● Written exercise 1
Extract every line in the entries below that contains the string "ponytail".

● Excerpt
══════════════════════════════

Winter Root Soba Noodles with Pickled Greens

IMG_3887Last night was pretty hair raising wasn’t it. 50MPH winds! The boat was all over the place. But I still managed to make this for dinner. Fortunately the wind died down by bedtime so it wasn’t a frightening night.

Over a year ago I bought a load of Black Soba noodles from Amazon and when I saw this recipe in Anna Jones – A Modern Way to Cook – I figured this dish just had to be made.

Serving this I figured I really need some different coloured bowls. Black Soba Noodles in a black bowl isn’t the best way of showing off this dish. I’ll go on a little hunt for some nice big bowls of varying colours.

This is a pretty simple dish. It can be done in 20 minutes easily – depending on your knife skills because the only real preparation is the julienning of the beetroot and the carrot and grating a bit of ginger.

Whenever I go to the shops I buy this big lump of ginger and throw 90% of it away once it’s changed to some weird blue colour. Yesterday I saw this tiny thumb sized piece and popped it on the scales in Morrisons – 3p! How cool is that!

If its fresh, buy it when you need it – and only what you need. It’s false economy otherwise.

Anyway, you fry a little grated ginger in some olive oil and then add your julienned beetroot and carrot and a little water. Wait for the water to be absorbed which softens the vegetables a little bit and then put to one side. That’s a five minute job.

Meanwhile cook the Soba Noodles as per the instruction. I just dunk mine in boiling water – leave for 5 minutes and drain them. They are pretty quick and it’s very easy to overdo them.

Also meanwhile, pick the stalks off some kale and shred it with your hands. As I’ve said before Morrisons already do bags of shredded kale, they just don’t take the stalks out – it makes all the difference to spend five minutes tidying it up. Over the kale pour some brown rice vinegar, maple syrup and a little salt. Scrunch it all up with your hands and leave it for 5 minutes. That’s your pickled greens done.

══════════════════════════════

● Written exercise 2
In the soba noodle recipe above, what did the tiny thumb-sized piece of ginger cost at Morrisons?

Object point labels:

══════════════════════════════

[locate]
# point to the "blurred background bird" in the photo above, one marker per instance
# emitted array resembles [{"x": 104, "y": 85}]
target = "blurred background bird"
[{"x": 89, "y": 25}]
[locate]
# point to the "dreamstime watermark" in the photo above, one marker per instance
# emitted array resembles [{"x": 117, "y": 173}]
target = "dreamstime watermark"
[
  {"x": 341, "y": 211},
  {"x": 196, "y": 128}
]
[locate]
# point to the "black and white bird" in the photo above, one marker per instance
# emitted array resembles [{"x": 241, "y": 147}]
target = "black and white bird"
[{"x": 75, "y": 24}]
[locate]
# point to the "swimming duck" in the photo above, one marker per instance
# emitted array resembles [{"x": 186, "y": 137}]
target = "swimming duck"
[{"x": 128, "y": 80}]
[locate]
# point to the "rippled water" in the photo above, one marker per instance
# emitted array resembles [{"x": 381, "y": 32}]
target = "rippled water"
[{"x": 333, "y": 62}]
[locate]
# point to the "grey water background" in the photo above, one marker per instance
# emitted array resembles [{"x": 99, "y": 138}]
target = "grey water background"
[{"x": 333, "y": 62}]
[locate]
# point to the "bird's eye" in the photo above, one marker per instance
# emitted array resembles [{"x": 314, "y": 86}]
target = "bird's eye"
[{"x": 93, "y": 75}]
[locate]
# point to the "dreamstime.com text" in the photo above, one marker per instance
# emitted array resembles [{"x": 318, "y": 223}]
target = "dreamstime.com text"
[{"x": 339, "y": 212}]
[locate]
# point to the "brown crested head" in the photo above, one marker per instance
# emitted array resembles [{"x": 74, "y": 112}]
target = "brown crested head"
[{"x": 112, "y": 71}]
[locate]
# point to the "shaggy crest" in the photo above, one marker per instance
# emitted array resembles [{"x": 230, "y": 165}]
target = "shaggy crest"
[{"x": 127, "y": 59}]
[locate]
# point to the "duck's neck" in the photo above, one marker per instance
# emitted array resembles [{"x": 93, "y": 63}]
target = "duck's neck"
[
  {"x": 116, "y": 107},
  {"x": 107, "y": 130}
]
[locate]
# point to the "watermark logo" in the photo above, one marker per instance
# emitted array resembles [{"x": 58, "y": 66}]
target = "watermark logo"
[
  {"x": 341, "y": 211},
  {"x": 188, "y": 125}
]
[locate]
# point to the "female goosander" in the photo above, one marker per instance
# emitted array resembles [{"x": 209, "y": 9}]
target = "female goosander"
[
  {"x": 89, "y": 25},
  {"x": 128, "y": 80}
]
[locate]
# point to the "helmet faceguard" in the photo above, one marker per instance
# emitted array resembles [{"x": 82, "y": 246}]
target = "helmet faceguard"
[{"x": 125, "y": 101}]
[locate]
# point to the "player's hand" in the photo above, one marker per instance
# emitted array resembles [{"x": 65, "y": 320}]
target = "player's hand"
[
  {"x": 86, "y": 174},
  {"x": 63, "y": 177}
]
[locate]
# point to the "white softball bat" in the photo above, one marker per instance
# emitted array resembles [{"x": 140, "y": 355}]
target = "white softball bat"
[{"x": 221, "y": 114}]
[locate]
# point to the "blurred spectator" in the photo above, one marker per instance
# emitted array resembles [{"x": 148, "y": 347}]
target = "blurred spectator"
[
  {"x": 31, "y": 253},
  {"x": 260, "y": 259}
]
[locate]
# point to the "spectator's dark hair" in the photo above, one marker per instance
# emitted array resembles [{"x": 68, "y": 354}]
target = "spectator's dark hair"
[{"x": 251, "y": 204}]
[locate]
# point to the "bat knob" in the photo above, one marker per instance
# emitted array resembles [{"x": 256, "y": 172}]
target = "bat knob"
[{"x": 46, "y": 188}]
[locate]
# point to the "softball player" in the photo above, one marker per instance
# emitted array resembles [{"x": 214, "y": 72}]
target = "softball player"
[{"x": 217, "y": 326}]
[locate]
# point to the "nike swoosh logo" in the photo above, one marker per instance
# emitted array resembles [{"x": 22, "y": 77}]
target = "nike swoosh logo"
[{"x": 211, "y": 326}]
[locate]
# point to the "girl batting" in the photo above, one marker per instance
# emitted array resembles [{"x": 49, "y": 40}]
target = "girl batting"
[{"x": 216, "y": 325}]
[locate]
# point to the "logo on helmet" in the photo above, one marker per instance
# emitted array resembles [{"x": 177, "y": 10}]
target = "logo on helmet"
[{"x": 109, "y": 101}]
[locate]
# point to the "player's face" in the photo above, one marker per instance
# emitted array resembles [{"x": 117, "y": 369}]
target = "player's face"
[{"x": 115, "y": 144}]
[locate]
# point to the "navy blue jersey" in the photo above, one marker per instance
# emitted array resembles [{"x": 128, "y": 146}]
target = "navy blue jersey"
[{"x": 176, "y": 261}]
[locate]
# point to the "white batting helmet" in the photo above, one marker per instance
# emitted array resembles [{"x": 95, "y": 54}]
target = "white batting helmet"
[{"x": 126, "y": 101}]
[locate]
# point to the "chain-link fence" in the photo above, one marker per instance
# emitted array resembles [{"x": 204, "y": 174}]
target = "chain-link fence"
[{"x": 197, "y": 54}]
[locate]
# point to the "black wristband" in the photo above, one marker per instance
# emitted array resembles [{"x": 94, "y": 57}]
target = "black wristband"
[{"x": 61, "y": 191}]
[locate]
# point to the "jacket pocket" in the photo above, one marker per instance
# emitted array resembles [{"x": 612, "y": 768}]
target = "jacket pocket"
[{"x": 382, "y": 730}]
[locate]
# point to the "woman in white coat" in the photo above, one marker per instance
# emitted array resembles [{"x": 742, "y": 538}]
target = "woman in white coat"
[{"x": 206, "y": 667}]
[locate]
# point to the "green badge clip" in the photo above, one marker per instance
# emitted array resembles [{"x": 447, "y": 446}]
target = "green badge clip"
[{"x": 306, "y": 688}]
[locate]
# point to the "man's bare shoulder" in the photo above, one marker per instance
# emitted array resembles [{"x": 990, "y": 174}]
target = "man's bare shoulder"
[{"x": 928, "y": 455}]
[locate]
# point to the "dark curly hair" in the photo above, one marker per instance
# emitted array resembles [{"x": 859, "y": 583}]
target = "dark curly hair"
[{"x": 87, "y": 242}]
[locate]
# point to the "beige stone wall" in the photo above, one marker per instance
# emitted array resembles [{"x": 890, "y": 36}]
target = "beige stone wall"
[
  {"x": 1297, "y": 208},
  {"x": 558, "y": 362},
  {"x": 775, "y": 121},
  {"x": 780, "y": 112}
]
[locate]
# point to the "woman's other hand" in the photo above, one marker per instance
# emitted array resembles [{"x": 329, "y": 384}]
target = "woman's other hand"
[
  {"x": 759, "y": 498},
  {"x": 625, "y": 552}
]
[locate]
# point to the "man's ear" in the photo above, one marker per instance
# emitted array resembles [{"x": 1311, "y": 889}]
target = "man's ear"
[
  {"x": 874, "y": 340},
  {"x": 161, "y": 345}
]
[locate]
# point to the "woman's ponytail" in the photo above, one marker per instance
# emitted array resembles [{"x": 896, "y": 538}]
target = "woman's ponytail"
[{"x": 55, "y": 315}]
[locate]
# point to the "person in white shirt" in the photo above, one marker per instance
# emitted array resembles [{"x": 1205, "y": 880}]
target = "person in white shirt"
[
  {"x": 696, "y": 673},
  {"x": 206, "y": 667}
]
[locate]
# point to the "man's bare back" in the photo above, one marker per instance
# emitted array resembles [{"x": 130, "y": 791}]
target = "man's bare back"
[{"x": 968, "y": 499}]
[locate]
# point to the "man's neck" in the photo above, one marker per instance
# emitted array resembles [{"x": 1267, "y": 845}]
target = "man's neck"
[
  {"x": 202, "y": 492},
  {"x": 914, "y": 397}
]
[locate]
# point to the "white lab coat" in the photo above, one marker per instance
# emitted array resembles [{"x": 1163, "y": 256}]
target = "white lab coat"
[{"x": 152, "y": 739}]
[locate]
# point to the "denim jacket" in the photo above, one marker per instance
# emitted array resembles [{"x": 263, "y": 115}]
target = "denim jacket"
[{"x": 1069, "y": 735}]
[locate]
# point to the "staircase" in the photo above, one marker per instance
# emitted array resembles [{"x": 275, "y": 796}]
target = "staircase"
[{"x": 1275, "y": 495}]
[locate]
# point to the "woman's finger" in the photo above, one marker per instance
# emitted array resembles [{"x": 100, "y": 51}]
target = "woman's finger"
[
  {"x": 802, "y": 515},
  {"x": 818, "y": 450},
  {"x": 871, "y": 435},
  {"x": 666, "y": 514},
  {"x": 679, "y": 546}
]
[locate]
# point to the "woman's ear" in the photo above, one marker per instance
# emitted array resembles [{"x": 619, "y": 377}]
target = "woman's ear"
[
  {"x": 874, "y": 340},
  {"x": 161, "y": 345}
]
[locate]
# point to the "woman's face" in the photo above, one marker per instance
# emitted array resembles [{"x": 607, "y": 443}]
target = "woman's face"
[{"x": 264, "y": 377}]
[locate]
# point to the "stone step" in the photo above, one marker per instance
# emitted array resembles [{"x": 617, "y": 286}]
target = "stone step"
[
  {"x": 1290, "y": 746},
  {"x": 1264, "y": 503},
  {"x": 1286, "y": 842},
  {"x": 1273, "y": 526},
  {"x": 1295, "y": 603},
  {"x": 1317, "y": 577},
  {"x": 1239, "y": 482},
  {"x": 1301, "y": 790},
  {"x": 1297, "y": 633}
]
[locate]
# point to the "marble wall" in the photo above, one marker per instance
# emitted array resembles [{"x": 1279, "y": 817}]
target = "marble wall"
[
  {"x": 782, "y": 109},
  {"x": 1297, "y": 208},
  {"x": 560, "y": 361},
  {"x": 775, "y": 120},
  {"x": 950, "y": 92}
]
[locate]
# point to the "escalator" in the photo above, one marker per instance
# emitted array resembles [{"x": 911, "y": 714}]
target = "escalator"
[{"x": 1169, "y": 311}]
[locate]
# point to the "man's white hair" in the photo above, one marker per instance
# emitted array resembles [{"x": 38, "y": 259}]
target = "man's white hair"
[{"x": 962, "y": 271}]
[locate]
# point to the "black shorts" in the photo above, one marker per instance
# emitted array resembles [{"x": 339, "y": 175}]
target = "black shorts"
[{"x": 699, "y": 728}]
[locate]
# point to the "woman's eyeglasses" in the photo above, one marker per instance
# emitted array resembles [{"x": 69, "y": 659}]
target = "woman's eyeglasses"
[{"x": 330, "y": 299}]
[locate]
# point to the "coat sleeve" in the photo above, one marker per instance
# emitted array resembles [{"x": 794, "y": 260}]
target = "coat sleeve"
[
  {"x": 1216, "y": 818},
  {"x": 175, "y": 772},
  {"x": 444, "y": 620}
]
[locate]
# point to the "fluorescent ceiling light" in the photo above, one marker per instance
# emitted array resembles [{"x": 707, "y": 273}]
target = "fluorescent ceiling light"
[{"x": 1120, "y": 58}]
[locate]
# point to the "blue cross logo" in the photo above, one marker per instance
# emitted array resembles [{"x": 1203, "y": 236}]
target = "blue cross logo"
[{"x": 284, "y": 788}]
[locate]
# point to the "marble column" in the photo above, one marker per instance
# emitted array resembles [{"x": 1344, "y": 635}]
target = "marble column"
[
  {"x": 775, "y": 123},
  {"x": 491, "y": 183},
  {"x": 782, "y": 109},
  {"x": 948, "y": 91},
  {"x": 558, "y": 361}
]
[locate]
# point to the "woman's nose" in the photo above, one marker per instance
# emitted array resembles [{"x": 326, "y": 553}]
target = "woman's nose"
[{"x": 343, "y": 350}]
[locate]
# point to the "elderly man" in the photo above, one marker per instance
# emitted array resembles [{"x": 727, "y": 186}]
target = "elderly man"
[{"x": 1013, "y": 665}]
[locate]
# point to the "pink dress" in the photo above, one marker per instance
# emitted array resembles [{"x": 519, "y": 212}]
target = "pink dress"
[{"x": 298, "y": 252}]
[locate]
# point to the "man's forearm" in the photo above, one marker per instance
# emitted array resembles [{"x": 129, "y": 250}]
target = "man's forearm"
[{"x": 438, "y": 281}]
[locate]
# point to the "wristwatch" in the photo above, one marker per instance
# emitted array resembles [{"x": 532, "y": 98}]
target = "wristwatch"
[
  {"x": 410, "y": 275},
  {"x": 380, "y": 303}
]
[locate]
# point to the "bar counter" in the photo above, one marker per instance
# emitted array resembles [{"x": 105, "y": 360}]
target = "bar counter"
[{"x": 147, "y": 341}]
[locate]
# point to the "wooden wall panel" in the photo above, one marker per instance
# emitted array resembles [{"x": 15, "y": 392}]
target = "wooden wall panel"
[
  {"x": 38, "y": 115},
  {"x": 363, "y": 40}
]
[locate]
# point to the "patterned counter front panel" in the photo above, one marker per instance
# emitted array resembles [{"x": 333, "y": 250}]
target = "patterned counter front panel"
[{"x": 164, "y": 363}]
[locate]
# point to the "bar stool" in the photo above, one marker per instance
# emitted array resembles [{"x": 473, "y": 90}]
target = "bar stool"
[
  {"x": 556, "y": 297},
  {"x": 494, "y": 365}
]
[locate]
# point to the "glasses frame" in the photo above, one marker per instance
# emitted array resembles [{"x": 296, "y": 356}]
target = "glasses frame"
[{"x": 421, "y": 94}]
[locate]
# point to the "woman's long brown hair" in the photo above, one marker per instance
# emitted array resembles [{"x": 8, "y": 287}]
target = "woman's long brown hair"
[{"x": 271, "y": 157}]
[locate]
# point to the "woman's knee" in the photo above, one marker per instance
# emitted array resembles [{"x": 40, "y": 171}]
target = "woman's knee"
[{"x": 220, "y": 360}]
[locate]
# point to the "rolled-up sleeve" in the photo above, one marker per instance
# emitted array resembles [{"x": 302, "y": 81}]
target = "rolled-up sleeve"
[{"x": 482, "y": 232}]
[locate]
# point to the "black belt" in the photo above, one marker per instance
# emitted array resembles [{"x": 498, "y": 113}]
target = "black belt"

══════════════════════════════

● Task answer 1
# point to the "woman's ponytail" in the photo above, one marker per instance
target = "woman's ponytail"

● Task answer 2
3p